━━ Alıştırma girdisi
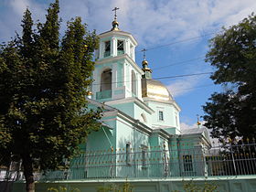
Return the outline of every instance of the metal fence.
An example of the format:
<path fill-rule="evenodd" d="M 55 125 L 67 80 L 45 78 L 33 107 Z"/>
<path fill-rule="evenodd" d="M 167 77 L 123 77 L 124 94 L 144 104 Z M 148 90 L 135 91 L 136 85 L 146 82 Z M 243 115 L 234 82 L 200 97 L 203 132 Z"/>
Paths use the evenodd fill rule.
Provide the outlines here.
<path fill-rule="evenodd" d="M 89 151 L 69 162 L 68 170 L 37 173 L 35 177 L 72 180 L 256 175 L 255 153 L 256 144 L 249 143 L 218 144 L 210 149 L 178 144 L 169 145 L 168 150 L 153 146 Z M 16 179 L 23 179 L 22 171 L 16 173 Z"/>

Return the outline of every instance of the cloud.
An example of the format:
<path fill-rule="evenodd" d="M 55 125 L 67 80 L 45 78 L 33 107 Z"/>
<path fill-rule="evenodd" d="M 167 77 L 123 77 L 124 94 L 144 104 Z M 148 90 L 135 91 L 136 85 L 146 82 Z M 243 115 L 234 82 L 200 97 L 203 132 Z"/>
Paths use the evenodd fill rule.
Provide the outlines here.
<path fill-rule="evenodd" d="M 42 18 L 49 2 L 32 0 L 5 1 L 19 20 L 27 6 Z M 184 39 L 202 31 L 215 31 L 221 26 L 238 23 L 256 10 L 255 0 L 62 0 L 63 19 L 80 16 L 99 32 L 111 28 L 112 9 L 120 7 L 121 29 L 133 33 L 143 46 L 163 44 L 163 41 Z M 3 13 L 2 13 L 3 14 Z M 2 16 L 0 13 L 0 17 Z M 2 21 L 3 22 L 3 21 Z M 8 20 L 5 22 L 9 22 Z M 4 29 L 5 30 L 5 29 Z M 0 32 L 1 35 L 1 32 Z"/>
<path fill-rule="evenodd" d="M 194 87 L 196 87 L 199 81 L 199 78 L 184 78 L 182 80 L 176 80 L 166 87 L 174 97 L 178 97 L 193 91 Z"/>
<path fill-rule="evenodd" d="M 187 124 L 186 123 L 180 123 L 180 128 L 181 130 L 185 130 L 185 129 L 194 129 L 194 128 L 197 128 L 198 125 L 196 123 L 194 124 Z"/>

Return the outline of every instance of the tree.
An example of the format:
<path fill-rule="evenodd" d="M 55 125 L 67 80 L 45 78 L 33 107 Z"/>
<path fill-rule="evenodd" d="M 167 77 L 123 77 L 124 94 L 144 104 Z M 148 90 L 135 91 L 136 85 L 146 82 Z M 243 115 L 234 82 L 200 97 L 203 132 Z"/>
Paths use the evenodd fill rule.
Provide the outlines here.
<path fill-rule="evenodd" d="M 256 134 L 256 16 L 224 28 L 210 40 L 206 61 L 216 68 L 211 79 L 229 87 L 213 93 L 203 106 L 205 126 L 216 138 Z"/>
<path fill-rule="evenodd" d="M 56 0 L 33 30 L 27 9 L 22 36 L 0 48 L 0 153 L 22 161 L 29 192 L 35 165 L 59 169 L 100 126 L 86 100 L 98 38 L 76 17 L 59 40 L 59 11 Z"/>

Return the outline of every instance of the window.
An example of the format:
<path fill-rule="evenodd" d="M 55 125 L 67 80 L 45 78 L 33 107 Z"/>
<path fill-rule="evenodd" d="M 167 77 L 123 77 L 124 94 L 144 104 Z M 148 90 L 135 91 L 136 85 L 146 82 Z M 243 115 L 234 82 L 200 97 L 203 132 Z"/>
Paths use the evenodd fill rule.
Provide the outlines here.
<path fill-rule="evenodd" d="M 137 91 L 137 86 L 136 86 L 136 75 L 134 70 L 132 70 L 132 94 L 133 97 L 136 96 L 136 91 Z"/>
<path fill-rule="evenodd" d="M 123 53 L 123 40 L 117 40 L 117 55 L 122 55 Z"/>
<path fill-rule="evenodd" d="M 147 151 L 147 146 L 145 145 L 141 145 L 142 146 L 142 168 L 145 169 L 146 167 L 146 151 Z"/>
<path fill-rule="evenodd" d="M 126 144 L 126 165 L 131 165 L 131 143 Z"/>
<path fill-rule="evenodd" d="M 178 123 L 177 123 L 177 116 L 176 115 L 176 127 L 178 126 Z"/>
<path fill-rule="evenodd" d="M 108 57 L 111 55 L 111 41 L 105 42 L 105 51 L 104 51 L 104 57 Z"/>
<path fill-rule="evenodd" d="M 162 112 L 162 111 L 158 112 L 158 120 L 164 121 L 164 112 Z"/>
<path fill-rule="evenodd" d="M 133 59 L 133 45 L 130 46 L 130 57 L 132 59 Z"/>
<path fill-rule="evenodd" d="M 183 155 L 183 165 L 184 165 L 185 172 L 193 171 L 193 163 L 192 163 L 191 155 Z"/>
<path fill-rule="evenodd" d="M 101 91 L 112 90 L 112 69 L 107 69 L 101 73 Z"/>

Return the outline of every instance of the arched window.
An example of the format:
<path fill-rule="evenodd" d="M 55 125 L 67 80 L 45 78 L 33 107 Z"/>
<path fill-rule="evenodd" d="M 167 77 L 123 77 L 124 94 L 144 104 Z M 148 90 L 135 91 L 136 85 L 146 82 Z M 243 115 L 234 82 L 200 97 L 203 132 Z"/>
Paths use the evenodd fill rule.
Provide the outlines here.
<path fill-rule="evenodd" d="M 112 90 L 112 69 L 107 69 L 101 73 L 101 91 Z"/>
<path fill-rule="evenodd" d="M 132 93 L 133 96 L 136 96 L 137 92 L 137 80 L 136 80 L 136 75 L 134 70 L 132 70 Z"/>
<path fill-rule="evenodd" d="M 144 123 L 147 123 L 144 113 L 141 113 L 141 117 Z"/>

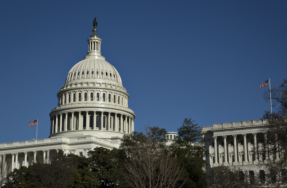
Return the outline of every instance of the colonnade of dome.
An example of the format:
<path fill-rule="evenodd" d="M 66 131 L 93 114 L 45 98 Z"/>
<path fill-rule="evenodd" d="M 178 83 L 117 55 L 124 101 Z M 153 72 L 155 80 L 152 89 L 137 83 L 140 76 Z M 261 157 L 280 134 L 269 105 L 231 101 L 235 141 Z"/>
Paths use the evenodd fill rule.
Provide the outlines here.
<path fill-rule="evenodd" d="M 83 134 L 108 138 L 133 131 L 129 95 L 117 71 L 102 56 L 97 32 L 94 28 L 87 55 L 71 69 L 57 94 L 58 106 L 50 114 L 50 137 L 65 133 L 66 137 Z"/>

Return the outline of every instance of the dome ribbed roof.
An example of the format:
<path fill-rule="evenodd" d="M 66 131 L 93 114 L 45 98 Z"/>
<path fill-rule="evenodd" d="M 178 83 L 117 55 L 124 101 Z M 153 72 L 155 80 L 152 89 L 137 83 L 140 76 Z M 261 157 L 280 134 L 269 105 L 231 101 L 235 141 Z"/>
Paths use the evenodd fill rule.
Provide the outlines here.
<path fill-rule="evenodd" d="M 74 83 L 75 81 L 83 81 L 84 80 L 87 81 L 87 79 L 91 80 L 91 81 L 96 80 L 114 84 L 115 82 L 122 85 L 118 71 L 102 56 L 98 58 L 86 59 L 75 64 L 69 71 L 65 84 Z"/>

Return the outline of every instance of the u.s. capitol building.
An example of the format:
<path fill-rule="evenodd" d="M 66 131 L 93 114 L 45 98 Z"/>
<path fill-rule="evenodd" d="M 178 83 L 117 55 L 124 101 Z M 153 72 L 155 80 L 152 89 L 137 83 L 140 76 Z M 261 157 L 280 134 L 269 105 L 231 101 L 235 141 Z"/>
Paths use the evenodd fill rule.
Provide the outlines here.
<path fill-rule="evenodd" d="M 135 115 L 128 107 L 129 95 L 118 71 L 102 56 L 97 24 L 95 19 L 87 55 L 72 68 L 57 93 L 49 138 L 0 144 L 0 164 L 7 163 L 9 171 L 31 165 L 36 158 L 48 163 L 59 149 L 86 156 L 96 147 L 117 148 L 123 136 L 133 131 Z M 203 127 L 210 154 L 206 159 L 209 167 L 223 164 L 259 170 L 262 158 L 251 151 L 265 123 L 259 121 Z M 166 133 L 167 144 L 177 135 Z"/>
━━━━
Görev » “Return the outline of every instance of the u.s.” ifadesinin geçtiği satırla başlayıp listenin sonuyla biten satırları, iki uç da dahil olmak üzere olduğu gibi kopyalayın.

Yanıt aşağıda »
Return the outline of every instance of the u.s. capitol building.
An example of the format:
<path fill-rule="evenodd" d="M 66 131 L 93 114 L 45 98 Z"/>
<path fill-rule="evenodd" d="M 178 83 L 117 55 L 124 101 Z M 153 72 L 155 80 L 152 89 L 137 83 L 140 76 Z M 261 157 L 280 134 L 269 105 L 231 101 L 235 141 Z"/>
Paths use the evenodd fill rule.
Provide the outlines here.
<path fill-rule="evenodd" d="M 135 115 L 128 107 L 129 95 L 118 71 L 102 56 L 97 24 L 95 19 L 87 55 L 72 68 L 57 93 L 49 138 L 0 144 L 0 164 L 7 163 L 9 171 L 31 165 L 36 158 L 48 163 L 59 149 L 86 156 L 96 147 L 117 148 L 123 136 L 133 131 Z M 203 127 L 210 154 L 206 159 L 209 167 L 223 164 L 259 170 L 262 158 L 251 151 L 265 123 L 259 121 Z M 166 133 L 167 144 L 177 135 Z"/>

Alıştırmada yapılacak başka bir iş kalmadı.